Gather every line from the listing below that contains the string "jacket". Letter case must match.

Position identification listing
----

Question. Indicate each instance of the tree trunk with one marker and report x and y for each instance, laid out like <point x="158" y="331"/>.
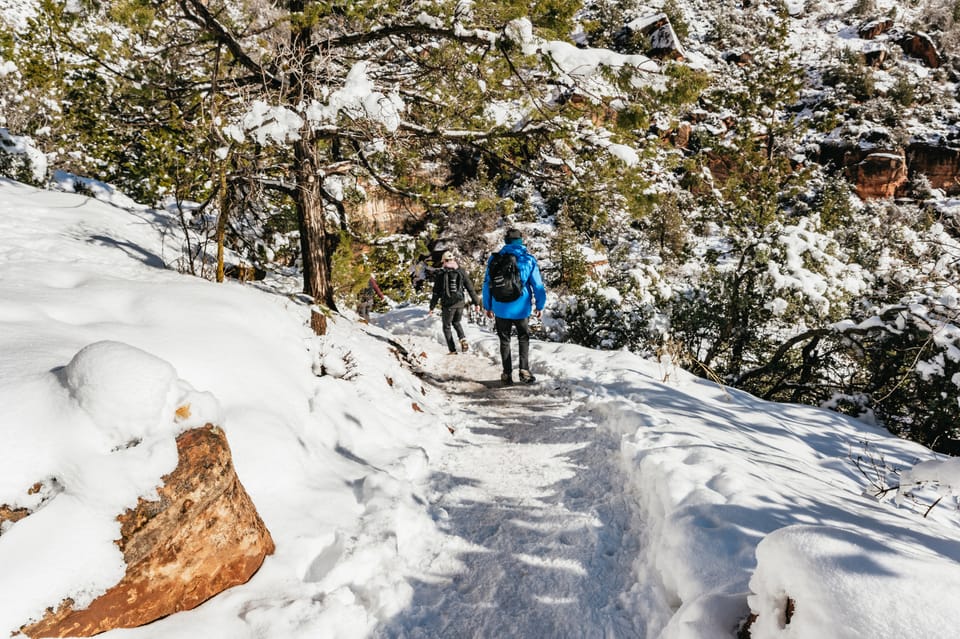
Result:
<point x="313" y="232"/>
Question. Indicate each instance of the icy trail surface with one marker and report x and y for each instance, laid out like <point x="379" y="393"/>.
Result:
<point x="538" y="538"/>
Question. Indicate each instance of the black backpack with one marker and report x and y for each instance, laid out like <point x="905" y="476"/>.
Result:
<point x="451" y="291"/>
<point x="505" y="284"/>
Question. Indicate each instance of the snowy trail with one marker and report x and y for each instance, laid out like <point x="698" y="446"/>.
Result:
<point x="538" y="542"/>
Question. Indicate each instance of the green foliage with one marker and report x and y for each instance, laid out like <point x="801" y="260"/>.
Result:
<point x="834" y="204"/>
<point x="600" y="318"/>
<point x="569" y="266"/>
<point x="349" y="272"/>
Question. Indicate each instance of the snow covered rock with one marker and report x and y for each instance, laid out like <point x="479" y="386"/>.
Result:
<point x="879" y="175"/>
<point x="201" y="536"/>
<point x="919" y="45"/>
<point x="939" y="162"/>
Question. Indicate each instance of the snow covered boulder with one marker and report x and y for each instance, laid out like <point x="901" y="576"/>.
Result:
<point x="201" y="536"/>
<point x="129" y="454"/>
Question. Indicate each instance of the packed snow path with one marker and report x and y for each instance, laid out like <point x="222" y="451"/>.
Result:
<point x="530" y="496"/>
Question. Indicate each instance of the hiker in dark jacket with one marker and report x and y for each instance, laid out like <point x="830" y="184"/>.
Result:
<point x="448" y="286"/>
<point x="366" y="299"/>
<point x="516" y="313"/>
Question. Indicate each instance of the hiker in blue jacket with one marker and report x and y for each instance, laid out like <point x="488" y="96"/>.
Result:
<point x="516" y="313"/>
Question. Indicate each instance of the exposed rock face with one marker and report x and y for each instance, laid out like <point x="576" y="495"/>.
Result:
<point x="202" y="536"/>
<point x="919" y="45"/>
<point x="939" y="163"/>
<point x="879" y="174"/>
<point x="383" y="212"/>
<point x="664" y="43"/>
<point x="875" y="57"/>
<point x="874" y="28"/>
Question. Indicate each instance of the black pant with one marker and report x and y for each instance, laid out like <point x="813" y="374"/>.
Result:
<point x="504" y="331"/>
<point x="451" y="316"/>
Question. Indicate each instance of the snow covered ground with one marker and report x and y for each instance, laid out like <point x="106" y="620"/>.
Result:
<point x="411" y="496"/>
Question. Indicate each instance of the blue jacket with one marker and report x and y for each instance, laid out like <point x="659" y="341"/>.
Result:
<point x="533" y="290"/>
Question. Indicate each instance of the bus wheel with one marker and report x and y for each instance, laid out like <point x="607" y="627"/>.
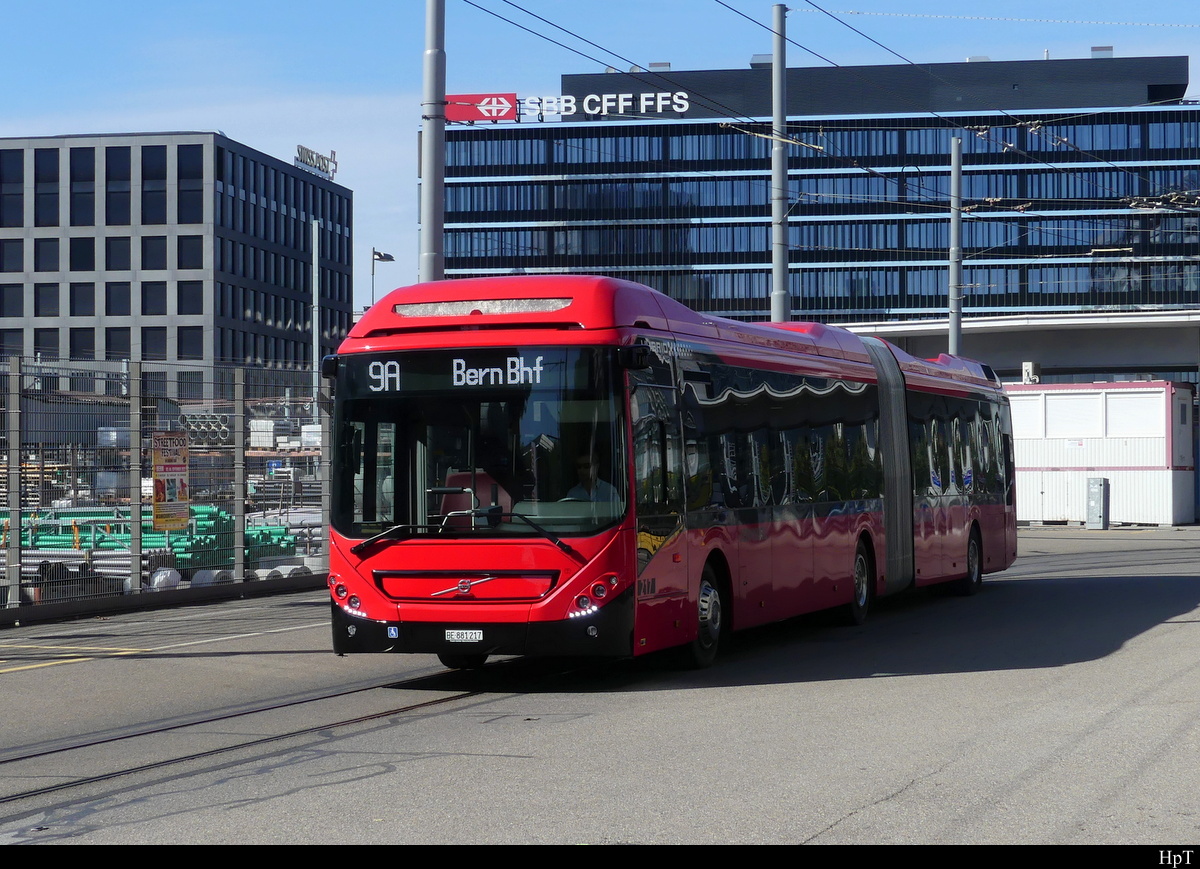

----

## Answer to the problem:
Question. Indicate each instance of the hiker in dark jacket with one marker and report x and y for each instance, laid out like <point x="830" y="184"/>.
Question. Indicate each instance of the hiker in blue jacket with one marker and report x and y for each instance, laid out like <point x="488" y="96"/>.
Question. Indicate each instance of the blue jacket with one marker and report x and y for each instance, laid out like <point x="659" y="341"/>.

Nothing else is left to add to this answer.